Problem - Print each line of the listing once more, precisely as given.

Dataset records about object locations -
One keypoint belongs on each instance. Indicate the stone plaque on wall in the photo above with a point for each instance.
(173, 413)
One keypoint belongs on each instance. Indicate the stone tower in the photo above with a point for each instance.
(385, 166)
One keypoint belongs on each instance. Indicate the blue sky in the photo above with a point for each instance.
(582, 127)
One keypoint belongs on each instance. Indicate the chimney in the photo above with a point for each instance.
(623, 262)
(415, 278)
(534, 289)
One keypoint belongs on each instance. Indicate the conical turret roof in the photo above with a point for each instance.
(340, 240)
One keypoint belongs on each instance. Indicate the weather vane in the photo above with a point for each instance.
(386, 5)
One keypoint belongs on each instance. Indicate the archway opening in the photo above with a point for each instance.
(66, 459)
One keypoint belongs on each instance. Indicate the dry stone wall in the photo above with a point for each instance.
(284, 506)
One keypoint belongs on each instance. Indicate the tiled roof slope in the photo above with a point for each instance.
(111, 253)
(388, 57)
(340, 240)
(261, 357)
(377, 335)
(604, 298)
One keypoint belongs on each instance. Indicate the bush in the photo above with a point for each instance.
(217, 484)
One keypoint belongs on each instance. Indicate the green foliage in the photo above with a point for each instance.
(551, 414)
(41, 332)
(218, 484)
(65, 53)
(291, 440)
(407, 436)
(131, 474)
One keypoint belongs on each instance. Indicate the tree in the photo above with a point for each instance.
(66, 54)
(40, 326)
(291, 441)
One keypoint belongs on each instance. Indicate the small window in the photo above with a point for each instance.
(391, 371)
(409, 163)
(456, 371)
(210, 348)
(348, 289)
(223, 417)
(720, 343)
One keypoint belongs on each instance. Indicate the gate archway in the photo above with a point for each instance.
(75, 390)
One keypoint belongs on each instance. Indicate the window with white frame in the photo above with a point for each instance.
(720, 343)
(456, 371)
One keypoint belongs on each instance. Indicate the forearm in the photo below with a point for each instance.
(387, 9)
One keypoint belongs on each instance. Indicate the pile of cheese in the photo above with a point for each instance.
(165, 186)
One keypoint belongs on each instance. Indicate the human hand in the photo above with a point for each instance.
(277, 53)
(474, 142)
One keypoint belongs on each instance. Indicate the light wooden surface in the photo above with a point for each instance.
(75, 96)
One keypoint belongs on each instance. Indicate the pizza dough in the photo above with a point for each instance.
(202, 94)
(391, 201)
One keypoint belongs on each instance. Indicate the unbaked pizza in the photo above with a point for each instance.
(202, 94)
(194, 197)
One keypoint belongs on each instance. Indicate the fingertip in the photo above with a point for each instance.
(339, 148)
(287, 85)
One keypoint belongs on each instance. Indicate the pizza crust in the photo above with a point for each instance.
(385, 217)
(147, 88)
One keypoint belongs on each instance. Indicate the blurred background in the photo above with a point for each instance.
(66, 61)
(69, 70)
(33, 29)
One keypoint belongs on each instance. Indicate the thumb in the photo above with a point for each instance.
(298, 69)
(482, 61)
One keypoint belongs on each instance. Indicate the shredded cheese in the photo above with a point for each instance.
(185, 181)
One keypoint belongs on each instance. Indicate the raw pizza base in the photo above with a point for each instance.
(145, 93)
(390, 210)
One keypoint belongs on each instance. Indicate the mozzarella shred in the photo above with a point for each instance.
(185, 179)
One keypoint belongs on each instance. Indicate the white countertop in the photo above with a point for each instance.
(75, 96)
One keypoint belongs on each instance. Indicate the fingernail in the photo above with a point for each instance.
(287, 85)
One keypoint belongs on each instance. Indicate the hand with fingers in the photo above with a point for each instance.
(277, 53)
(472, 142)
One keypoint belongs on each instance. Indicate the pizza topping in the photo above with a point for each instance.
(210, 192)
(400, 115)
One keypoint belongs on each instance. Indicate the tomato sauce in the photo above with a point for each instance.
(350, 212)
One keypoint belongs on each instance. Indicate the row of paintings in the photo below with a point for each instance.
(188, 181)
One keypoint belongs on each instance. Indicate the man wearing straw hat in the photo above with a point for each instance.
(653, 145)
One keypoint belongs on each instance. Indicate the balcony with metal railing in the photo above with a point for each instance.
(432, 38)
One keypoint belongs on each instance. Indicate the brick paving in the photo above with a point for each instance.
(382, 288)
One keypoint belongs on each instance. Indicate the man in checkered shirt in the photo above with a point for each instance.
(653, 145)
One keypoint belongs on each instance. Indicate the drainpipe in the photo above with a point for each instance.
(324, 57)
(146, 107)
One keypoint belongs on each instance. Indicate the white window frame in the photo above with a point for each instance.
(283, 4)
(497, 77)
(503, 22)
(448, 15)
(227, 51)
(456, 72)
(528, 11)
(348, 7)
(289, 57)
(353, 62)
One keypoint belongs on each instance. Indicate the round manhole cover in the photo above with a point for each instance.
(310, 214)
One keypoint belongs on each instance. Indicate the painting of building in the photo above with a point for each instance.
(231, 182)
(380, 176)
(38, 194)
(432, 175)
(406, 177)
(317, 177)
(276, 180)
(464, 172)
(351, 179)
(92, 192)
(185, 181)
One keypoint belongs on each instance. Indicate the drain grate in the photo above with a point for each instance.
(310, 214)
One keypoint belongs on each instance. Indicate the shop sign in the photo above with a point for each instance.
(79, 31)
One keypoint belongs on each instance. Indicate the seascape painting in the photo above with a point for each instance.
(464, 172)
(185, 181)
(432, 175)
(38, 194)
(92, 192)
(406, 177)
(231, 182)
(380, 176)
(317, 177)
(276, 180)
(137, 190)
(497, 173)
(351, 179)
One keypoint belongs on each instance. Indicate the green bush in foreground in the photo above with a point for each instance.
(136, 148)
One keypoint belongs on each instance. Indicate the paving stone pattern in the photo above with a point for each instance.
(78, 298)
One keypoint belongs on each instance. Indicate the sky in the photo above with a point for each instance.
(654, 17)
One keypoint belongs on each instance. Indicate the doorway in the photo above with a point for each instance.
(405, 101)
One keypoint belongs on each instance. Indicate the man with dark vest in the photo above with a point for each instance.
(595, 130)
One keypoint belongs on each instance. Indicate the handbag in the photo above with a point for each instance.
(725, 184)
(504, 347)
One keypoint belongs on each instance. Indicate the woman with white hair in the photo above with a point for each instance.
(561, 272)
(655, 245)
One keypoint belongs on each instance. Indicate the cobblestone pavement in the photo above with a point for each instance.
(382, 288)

Answer below -
One keypoint belongs on each instance. Indicate the stone plaque on wall in the photo above with a point for each instance.
(173, 413)
One keypoint belongs on each instance. Indicate the stone tower in the photo above with a point for each instance.
(385, 166)
One keypoint belongs on each instance. Indicate the blue sky in the photo above with a point for each instance.
(582, 127)
One keypoint belongs on each instance. Indicate the chimney in the photo above with a point for each instance.
(623, 262)
(415, 278)
(534, 289)
One keypoint belongs on each instance. Indicate the conical turret roof in the photo above with a point for each instance.
(340, 240)
One keypoint belongs on each instance. Indicate the weather vane in the photo above with a point for each instance.
(386, 5)
One keypoint belongs on each instance. Indicate the archway opening in the photo above with a point for each instance.
(66, 459)
One keypoint belongs on each instance. Indicate the dry stone wall in the photo above with a point for each instance.
(284, 506)
One keypoint belongs on each instance. Indicate the tiled roof slope in the photo above with a point for each instance.
(111, 253)
(388, 57)
(340, 240)
(261, 357)
(377, 335)
(604, 298)
One keypoint belongs on each instance. Indicate the bush in the photo above with a point for each instance.
(217, 484)
One keypoint belongs on each instance. Indicate the green foliage in the photo above with a point for each instance.
(551, 414)
(41, 332)
(218, 484)
(65, 53)
(291, 440)
(407, 436)
(131, 474)
One keypoint belongs on each instance. Indicate the tree in the photo above with a point for each instance.
(66, 54)
(40, 326)
(291, 441)
One keypoint belongs on each instance. Indicate the small window in the photo above with a point for each instance.
(391, 371)
(409, 163)
(456, 371)
(210, 348)
(348, 289)
(223, 417)
(720, 343)
One keypoint belongs on each instance. Indicate the gate archway in the photo above with a point for each instance.
(75, 390)
One keypoint belongs on each instance. Indicate the window with white frame in the photo above with a point for each instance.
(720, 343)
(456, 371)
One keypoint belongs on each instance. Indicate the forearm in the photo below with a point for each instance.
(387, 9)
One keypoint belongs on each instance. Indicate the pile of cheese in the photo above with a point for each instance.
(165, 186)
One keypoint belongs on each instance. Indicate the human hand in the photo above with a point for each instance.
(277, 53)
(474, 142)
One keypoint belongs on each instance. Indicate the light wooden surface in the photo above with a point for each instance.
(75, 96)
One keypoint belongs on each instance. Indicate the pizza dough in the photo above with a point for each instance.
(202, 94)
(391, 201)
One keypoint belongs on each instance. Indicate the unbaked pizza in the photo above with a point for each instance.
(202, 94)
(194, 197)
One keypoint belongs on each instance. Indicate the fingertip in the photo above with a point for each instance.
(339, 148)
(287, 85)
One keypoint belongs on each instance. Indicate the pizza crust in the photo above with a point for each instance.
(385, 217)
(147, 88)
One keypoint belongs on each instance. Indicate the blurred background in the photo above with a point for each instance.
(66, 61)
(69, 70)
(33, 29)
One keypoint belongs on each instance. Indicate the thumb in the photo above with a point for each instance.
(298, 69)
(482, 61)
One keypoint belongs on each instance. Indicate the shredded cheese in the photo above with a point for each instance.
(185, 181)
One keypoint belongs on each instance. Indicate the raw pizza base in the photo above with a point for each instance.
(145, 93)
(390, 210)
One keypoint belongs on each instance. Indicate the mozzarella shred in the photo above with a point for each instance.
(185, 179)
One keypoint belongs on each instance. Indicate the white countertop in the photo above with a point for each instance.
(75, 96)
One keypoint belongs on each instance. Indicate the fingernail in the photo above with a point for each instance.
(287, 85)
One keypoint belongs on each instance. Indicate the hand with fingers in the photo above with a point for each instance.
(277, 53)
(472, 142)
One keypoint belongs on each instance. Indicate the pizza topping in the photo above with a point for each instance.
(210, 192)
(400, 115)
One keypoint belongs on each instance. Indicate the tomato sauce in the photo above with a point for each instance.
(350, 212)
One keypoint belongs on each instance. Indicate the row of paintings in the photo below with a point for each instance.
(188, 181)
One keypoint belongs on each instance. Indicate the man wearing straw hat in the photo above with a point for each instance.
(653, 145)
One keypoint belongs on each instance. Indicate the balcony with metal railing in the photo above with a point for each instance.
(432, 38)
One keypoint belongs on each instance. Indicate the brick paving in the photo above with a point for each instance.
(382, 288)
One keypoint belongs on each instance. Indicate the man in checkered shirt in the photo above with a point for each instance.
(653, 145)
One keypoint belongs on each instance. Indicate the drainpipe in the photo above with a point for each instance.
(324, 57)
(146, 107)
One keypoint belongs on each instance. Indicate the white window frame in the photo above with a point for each instance.
(283, 4)
(497, 77)
(503, 22)
(448, 15)
(227, 51)
(456, 72)
(528, 11)
(348, 7)
(289, 57)
(353, 62)
One keypoint belongs on each instance. Indicate the round manhole cover in the photo above with a point for each instance.
(310, 214)
One keypoint belongs on each instance. Indicate the painting of building in the photo above with a point for each instance.
(231, 182)
(380, 176)
(38, 194)
(432, 175)
(406, 177)
(317, 177)
(276, 180)
(464, 172)
(351, 179)
(92, 192)
(185, 181)
One keypoint belongs on each instance. Indicate the drain grate in the photo above with a point for each instance.
(310, 214)
One keypoint belongs on each instance. Indicate the shop sign in the photo above with a point for each instance.
(79, 31)
One keypoint belongs on each instance. Indicate the seascape painting in the photo above with a point for each instance.
(464, 172)
(185, 181)
(432, 175)
(38, 194)
(92, 192)
(406, 177)
(231, 182)
(380, 176)
(317, 177)
(276, 180)
(137, 190)
(497, 173)
(351, 179)
One keypoint belongs on each instance. Indicate the green bush in foreground in the photo above with a point for each instance.
(136, 148)
One keypoint belongs on each instance. Indicate the paving stone pattern in the photo above with a point for each instance.
(78, 298)
One keypoint belongs on each instance. Indicate the sky in the photo above with a point for each instance.
(654, 17)
One keypoint belongs on each instance. Indicate the doorway in the photo above with a point for each instance.
(405, 101)
One keypoint belongs on each instance. Indicate the man with dark vest in the photo above with a point for each instance.
(595, 130)
One keypoint belongs on each instance. Indicate the handbag in the photo above with a point for each instance.
(725, 184)
(504, 347)
One keypoint belongs on each instance. Indicate the woman with white hair in the photo above with a point for each instance.
(561, 272)
(655, 245)
One keypoint belongs on each instance. Indicate the cobblestone pavement in the photo above with a point for each instance.
(382, 288)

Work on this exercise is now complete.